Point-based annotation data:
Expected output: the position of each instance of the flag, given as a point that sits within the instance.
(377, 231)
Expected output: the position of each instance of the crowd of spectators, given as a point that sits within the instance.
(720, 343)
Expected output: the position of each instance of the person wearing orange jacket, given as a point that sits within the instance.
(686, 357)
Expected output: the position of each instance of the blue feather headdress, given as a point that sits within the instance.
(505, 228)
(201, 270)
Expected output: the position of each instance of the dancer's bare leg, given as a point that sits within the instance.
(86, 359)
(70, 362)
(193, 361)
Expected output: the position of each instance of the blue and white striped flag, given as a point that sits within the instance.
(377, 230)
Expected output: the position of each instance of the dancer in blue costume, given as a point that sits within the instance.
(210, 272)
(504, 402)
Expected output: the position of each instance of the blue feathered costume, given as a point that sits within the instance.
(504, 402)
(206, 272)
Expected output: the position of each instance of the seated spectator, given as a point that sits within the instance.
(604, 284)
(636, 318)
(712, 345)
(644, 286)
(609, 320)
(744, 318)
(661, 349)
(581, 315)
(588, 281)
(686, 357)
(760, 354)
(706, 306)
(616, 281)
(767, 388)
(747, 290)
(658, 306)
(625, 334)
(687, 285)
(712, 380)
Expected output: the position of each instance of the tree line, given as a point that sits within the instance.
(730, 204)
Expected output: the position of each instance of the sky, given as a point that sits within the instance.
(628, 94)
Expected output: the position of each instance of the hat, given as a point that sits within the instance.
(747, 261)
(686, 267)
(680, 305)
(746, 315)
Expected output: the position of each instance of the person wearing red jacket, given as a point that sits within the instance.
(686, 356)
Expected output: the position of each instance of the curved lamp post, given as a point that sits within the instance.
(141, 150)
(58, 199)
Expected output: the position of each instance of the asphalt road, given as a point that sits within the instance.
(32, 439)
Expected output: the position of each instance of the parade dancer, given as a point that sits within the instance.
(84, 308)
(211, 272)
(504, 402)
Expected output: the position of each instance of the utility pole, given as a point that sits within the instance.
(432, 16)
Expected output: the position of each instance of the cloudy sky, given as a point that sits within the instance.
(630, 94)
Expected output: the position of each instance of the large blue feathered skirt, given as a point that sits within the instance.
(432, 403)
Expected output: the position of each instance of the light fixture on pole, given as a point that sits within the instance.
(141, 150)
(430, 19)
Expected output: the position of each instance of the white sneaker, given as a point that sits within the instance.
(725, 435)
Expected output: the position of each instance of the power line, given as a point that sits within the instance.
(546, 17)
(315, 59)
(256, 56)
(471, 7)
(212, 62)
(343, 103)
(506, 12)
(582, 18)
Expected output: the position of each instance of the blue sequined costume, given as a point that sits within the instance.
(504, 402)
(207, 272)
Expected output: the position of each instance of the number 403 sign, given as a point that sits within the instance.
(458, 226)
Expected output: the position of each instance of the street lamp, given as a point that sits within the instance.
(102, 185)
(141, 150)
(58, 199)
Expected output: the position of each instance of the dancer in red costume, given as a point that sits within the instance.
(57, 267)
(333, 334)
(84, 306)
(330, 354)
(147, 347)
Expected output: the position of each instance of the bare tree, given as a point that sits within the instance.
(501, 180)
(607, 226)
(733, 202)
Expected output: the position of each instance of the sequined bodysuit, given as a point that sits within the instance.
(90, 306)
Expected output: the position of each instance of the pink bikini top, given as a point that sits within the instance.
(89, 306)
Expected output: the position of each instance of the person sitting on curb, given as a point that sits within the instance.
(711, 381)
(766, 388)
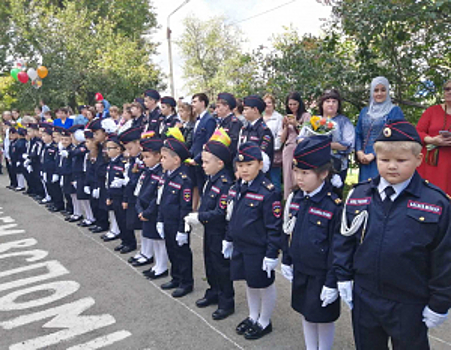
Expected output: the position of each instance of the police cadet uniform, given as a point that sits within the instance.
(153, 247)
(65, 173)
(98, 190)
(36, 146)
(115, 187)
(257, 131)
(231, 124)
(169, 121)
(398, 252)
(254, 232)
(133, 171)
(176, 199)
(155, 117)
(311, 221)
(212, 214)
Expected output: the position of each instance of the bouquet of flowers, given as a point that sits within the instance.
(318, 126)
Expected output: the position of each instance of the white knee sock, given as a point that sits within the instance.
(268, 297)
(310, 334)
(86, 206)
(76, 205)
(326, 332)
(20, 180)
(161, 256)
(114, 227)
(253, 302)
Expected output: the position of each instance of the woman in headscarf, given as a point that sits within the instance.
(370, 124)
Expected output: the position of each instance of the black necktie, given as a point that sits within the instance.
(389, 191)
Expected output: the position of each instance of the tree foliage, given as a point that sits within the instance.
(88, 46)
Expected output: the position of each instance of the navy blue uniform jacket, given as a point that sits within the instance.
(402, 256)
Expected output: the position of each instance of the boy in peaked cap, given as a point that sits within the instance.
(175, 198)
(395, 245)
(253, 239)
(212, 215)
(311, 220)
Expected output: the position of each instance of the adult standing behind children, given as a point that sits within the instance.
(370, 124)
(434, 128)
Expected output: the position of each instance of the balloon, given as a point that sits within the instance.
(14, 73)
(42, 71)
(23, 77)
(99, 96)
(32, 73)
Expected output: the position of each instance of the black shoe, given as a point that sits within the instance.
(204, 302)
(161, 275)
(118, 248)
(127, 249)
(170, 285)
(137, 263)
(221, 314)
(181, 292)
(257, 331)
(244, 326)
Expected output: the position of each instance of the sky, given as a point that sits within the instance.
(304, 15)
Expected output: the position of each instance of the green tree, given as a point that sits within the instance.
(212, 56)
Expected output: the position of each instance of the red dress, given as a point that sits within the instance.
(430, 123)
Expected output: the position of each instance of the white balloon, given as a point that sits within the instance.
(32, 73)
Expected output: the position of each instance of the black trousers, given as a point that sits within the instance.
(217, 270)
(377, 319)
(181, 258)
(121, 218)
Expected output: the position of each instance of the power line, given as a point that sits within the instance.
(264, 13)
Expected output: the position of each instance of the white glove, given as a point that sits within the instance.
(269, 265)
(181, 238)
(227, 249)
(118, 183)
(160, 229)
(192, 219)
(345, 290)
(328, 295)
(433, 319)
(287, 272)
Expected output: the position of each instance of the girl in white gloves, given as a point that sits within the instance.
(311, 220)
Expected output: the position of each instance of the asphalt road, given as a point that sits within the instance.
(102, 302)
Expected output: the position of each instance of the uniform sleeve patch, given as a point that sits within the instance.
(277, 209)
(359, 201)
(320, 212)
(187, 195)
(430, 208)
(223, 201)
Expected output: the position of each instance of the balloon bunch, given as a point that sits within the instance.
(23, 74)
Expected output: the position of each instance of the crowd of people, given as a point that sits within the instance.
(260, 184)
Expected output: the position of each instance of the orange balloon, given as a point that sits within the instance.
(42, 72)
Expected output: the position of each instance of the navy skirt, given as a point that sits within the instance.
(248, 267)
(305, 299)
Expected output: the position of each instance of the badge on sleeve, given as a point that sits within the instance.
(276, 209)
(187, 195)
(223, 201)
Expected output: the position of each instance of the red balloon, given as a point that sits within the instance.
(23, 77)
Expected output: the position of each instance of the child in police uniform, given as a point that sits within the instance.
(253, 239)
(395, 245)
(175, 199)
(153, 247)
(212, 214)
(311, 220)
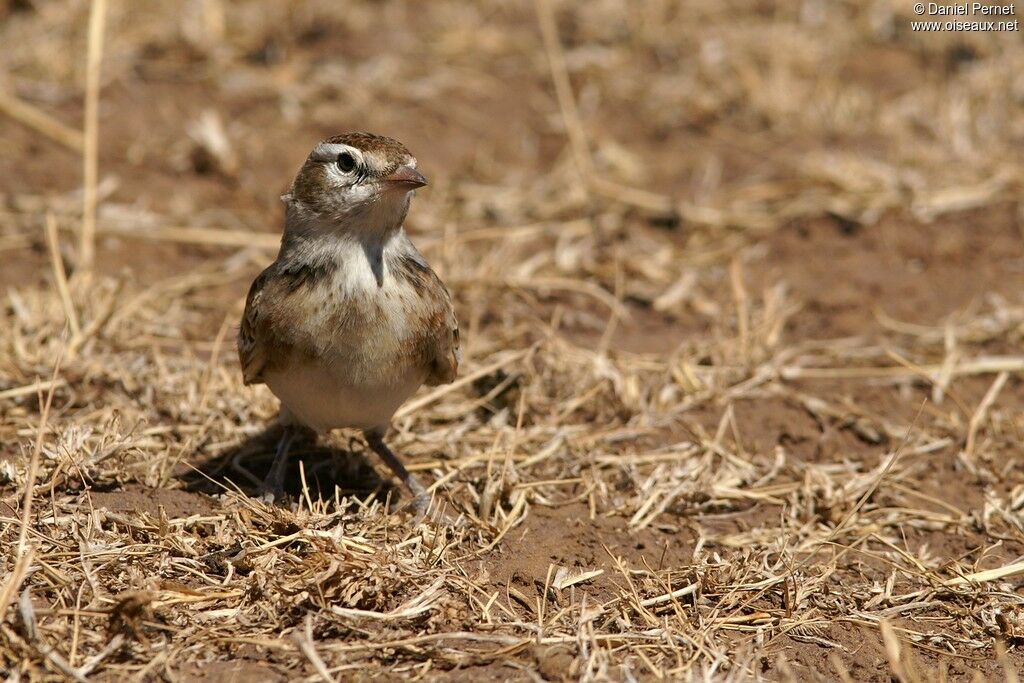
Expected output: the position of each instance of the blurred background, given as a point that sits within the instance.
(711, 259)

Exercise brief: Each record must be quoted in full and exactly. Do not include the pictures.

Worked solution:
Expected output: the position of each instance of the flag, given as a point that sits within the instance.
(377, 231)
Expected output: the position of each instance of the crowd of spectators, given as a point that sits within the instance.
(720, 343)
Expected output: the position of each instance of the person wearing orange jacket, given as a point that sits within the instance.
(686, 357)
Expected output: the position of each instance of the blue feather headdress, given as a point that sits within the instance.
(505, 228)
(201, 270)
Expected output: the position of each instance of the dancer's bare leg, given as a point that sits within the instance.
(86, 359)
(70, 362)
(193, 361)
Expected output: the position of each instance of the blue and white striped flag, given as a point that sits within the instance.
(377, 230)
Expected output: the position of each instance of the dancer in blue costume, given as a point that sits within the instance.
(210, 272)
(504, 402)
Expected output: the position of each instance of the blue feathered costume, given as a point that sits within the instance.
(504, 402)
(206, 272)
Expected output: the position of each instance of the seated spectator, given as a point that sits within the instance.
(604, 284)
(636, 318)
(712, 345)
(644, 286)
(609, 320)
(744, 318)
(661, 349)
(581, 315)
(588, 281)
(686, 357)
(760, 354)
(706, 306)
(616, 281)
(767, 388)
(747, 290)
(658, 306)
(625, 334)
(687, 285)
(712, 380)
Expected output: the position of each instance of the tree line, given as a point that sits within the instance.
(730, 204)
Expected output: the position of each instance of the sky, given as a point that sits within the instance.
(628, 94)
Expected output: the position of each instance of the hat, given as a point that sits within the instance.
(747, 261)
(686, 267)
(680, 305)
(746, 315)
Expected output: the position of each instance of the person wearing red jacket, given as a point that sits within the instance.
(686, 356)
Expected output: the position of each instance of the curved lamp post, given as a point that sits within the instance.
(141, 150)
(58, 199)
Expected output: the position of each instance of the asphalt road, given as a point that sits within the instance.
(32, 439)
Expected output: the position of each instance of the parade dancer, given as a point that sits within the instance.
(84, 308)
(211, 272)
(504, 402)
Expected output: the position of each instance of the utility pole, given as a point that sits within the instance.
(432, 16)
Expected output: the position of each instance of the cloudy sky, given as a point that sits within the instance.
(630, 94)
Expected output: the position of each instance of the large blue feathered skirt, given as a point that sits within the instance.
(432, 403)
Expected output: the position of each instance of the light fixture on pole, given as a point that sits within the instance.
(141, 150)
(430, 19)
Expected output: the position of each instance of the white sneaker, given as a point that sits within the instance.
(725, 435)
Expected output: the position of each instance of the power line, given as a point that sits within the instance.
(546, 17)
(315, 59)
(256, 56)
(471, 7)
(212, 62)
(343, 103)
(506, 12)
(582, 18)
Expected output: the position of each instance of the blue sequined costume, given as a point that sits within the instance.
(504, 402)
(207, 272)
Expected output: the position of each instance of the number 403 sign, given as a point that sits within the instance.
(458, 226)
Expected output: the position of each instance of the street lamp, given as a point that sits within the instance.
(102, 185)
(141, 150)
(58, 199)
Expected output: the position of each instance of the dancer in red costume, given as a point that sits within the instance.
(57, 267)
(333, 334)
(84, 306)
(330, 354)
(147, 347)
Expected output: the position of each instance of the bare tree, given as a point that sits within the instance.
(501, 180)
(607, 226)
(733, 202)
Expected output: the position of each instance of the sequined bodysuit, given as a point that sits within the instance.
(90, 306)
Expected output: the position of each instance of the pink bikini top, given as a point that sits within the instance.
(89, 306)
Expected output: the position of each instance of the person sitting on curb, given as a point that sits within the instance.
(711, 381)
(766, 388)
Expected output: the position of each instance of the police cadet uniform, given as a point that sits within the instance.
(153, 247)
(65, 173)
(98, 190)
(36, 146)
(115, 187)
(257, 131)
(231, 124)
(169, 121)
(398, 252)
(254, 232)
(133, 171)
(176, 199)
(155, 117)
(311, 221)
(212, 214)
Expected output: the position of each instance of the bouquet of flowers, given as a point that sits within the instance.
(318, 126)
Expected output: the position of each instance of the white knee sock, given as a point that sits within the instance.
(268, 297)
(310, 334)
(86, 206)
(76, 205)
(326, 332)
(20, 180)
(161, 256)
(114, 227)
(253, 302)
Expected output: the position of each instance of the woman in headscarf, given as a point that sits within the instance.
(370, 124)
Expected output: the position of each instance of the black necktie, given as a point that sits within the instance.
(389, 191)
Expected output: the position of each instance of the tree foliage, given as a point that sits within the instance.
(88, 46)
Expected output: the position of each instance of the navy blue uniform jacket, given as a point that sits within the instance.
(402, 256)
Expected output: the position of each instance of the boy in peaked cap, given as a point that sits within the instance.
(175, 198)
(395, 245)
(253, 239)
(212, 215)
(311, 220)
Expected output: the position of each instance of the adult standing behind children, given as a point that sits within the instance.
(370, 124)
(434, 128)
Expected output: the position of each instance of the balloon, given as a point that sits within the instance.
(14, 73)
(42, 71)
(23, 77)
(99, 96)
(32, 73)
Expected output: the position of each instance of the black shoe, given as a point that sits within the instance.
(204, 302)
(161, 275)
(118, 248)
(127, 249)
(170, 285)
(137, 263)
(221, 314)
(181, 292)
(257, 331)
(244, 326)
Expected output: the position of each instance of the sky, given as a point that sits within the instance.
(304, 15)
Expected output: the position of each instance of the green tree, given as a point that sits within the instance.
(212, 56)
Expected output: the position of each instance of the red dress, given as a point that sits within the instance.
(430, 123)
Expected output: the position of each instance of the white balloon, given as a point that sits within the instance.
(32, 73)
Expected output: the position of each instance of the black trousers, given as a point that sits within the instance.
(217, 270)
(377, 319)
(181, 258)
(121, 218)
Expected output: the position of each instance of the power line, given as a point that sits within the instance.
(264, 13)
Expected output: the position of each instance of the white glove, given as a point that sits within the instance.
(269, 265)
(181, 238)
(227, 249)
(118, 183)
(160, 229)
(192, 219)
(345, 290)
(328, 295)
(433, 319)
(287, 272)
Expected output: the position of each instance of the girl in white gloves, given as a point that sits within the instance.
(311, 220)
Expected output: the position of each instance of the asphalt road, given as a point that sits within the instance.
(102, 302)
Expected output: the position of each instance of the uniform sleeve patch, given as a point that sits within the instance.
(277, 209)
(359, 201)
(320, 212)
(187, 195)
(430, 208)
(223, 201)
Expected output: the position of each instance of the balloon bunch, given as a point that sits within the instance.
(23, 74)
Expected output: the position of each instance of the crowd of people, given as a point that sits within the instance.
(260, 184)
Expected output: the position of each instance of the orange balloon, given as a point that sits within the instance.
(42, 72)
Expected output: the position of each instance of the navy skirt, given as a point that sits within the instance.
(248, 267)
(305, 299)
Expected output: the position of each instance of the badge on sleeve, given as a point that sits within the instance.
(276, 209)
(187, 195)
(223, 201)
Expected output: the position of each instance of the red balloon, given as a point that sits within the instance.
(23, 77)
Expected output: the position of each instance of the child in police uniform, given as a point that sits within the instance.
(253, 239)
(395, 245)
(175, 199)
(153, 247)
(212, 214)
(311, 220)
Expected output: the position of each instance of the blurred background, given as a point that sits within the instance.
(711, 259)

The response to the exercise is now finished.